#### TASK TO COMPLETE:
Format each line of the listing below as one string in a JSON list, skipping blank lines. Omit the picture.

Image location labeling listing
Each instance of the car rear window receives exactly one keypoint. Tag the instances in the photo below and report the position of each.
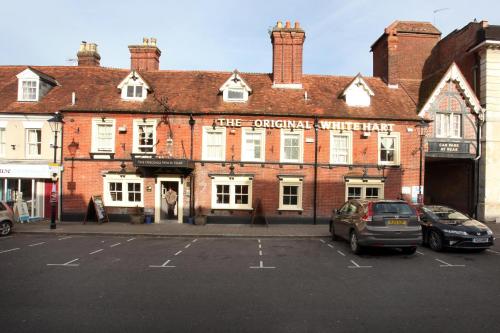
(398, 208)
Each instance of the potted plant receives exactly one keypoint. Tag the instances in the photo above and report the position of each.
(200, 218)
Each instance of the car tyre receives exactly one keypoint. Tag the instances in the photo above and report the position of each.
(5, 228)
(409, 250)
(435, 241)
(354, 243)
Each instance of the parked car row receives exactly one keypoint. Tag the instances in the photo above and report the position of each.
(394, 223)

#### RESPONSE FOR THIS EXERCISE:
[
  "Each instance of the car rear window receives exactly one keypoint. Tag the instances in the photo below and report the position of each.",
  "(398, 208)",
  "Each instance of the potted plant receives exactly one keypoint. Tag the instances in the photo above and report the position of each.",
  "(200, 218)",
  "Each instance of the car tyre receives exactly one keypoint. Tag the instances in the photo above and report the position of each.",
  "(5, 228)",
  "(409, 250)",
  "(435, 241)",
  "(354, 243)",
  "Each instance of the parked car row receives exactly one keypoint. Tag the instances in the photo above and report the position of each.",
  "(394, 223)"
]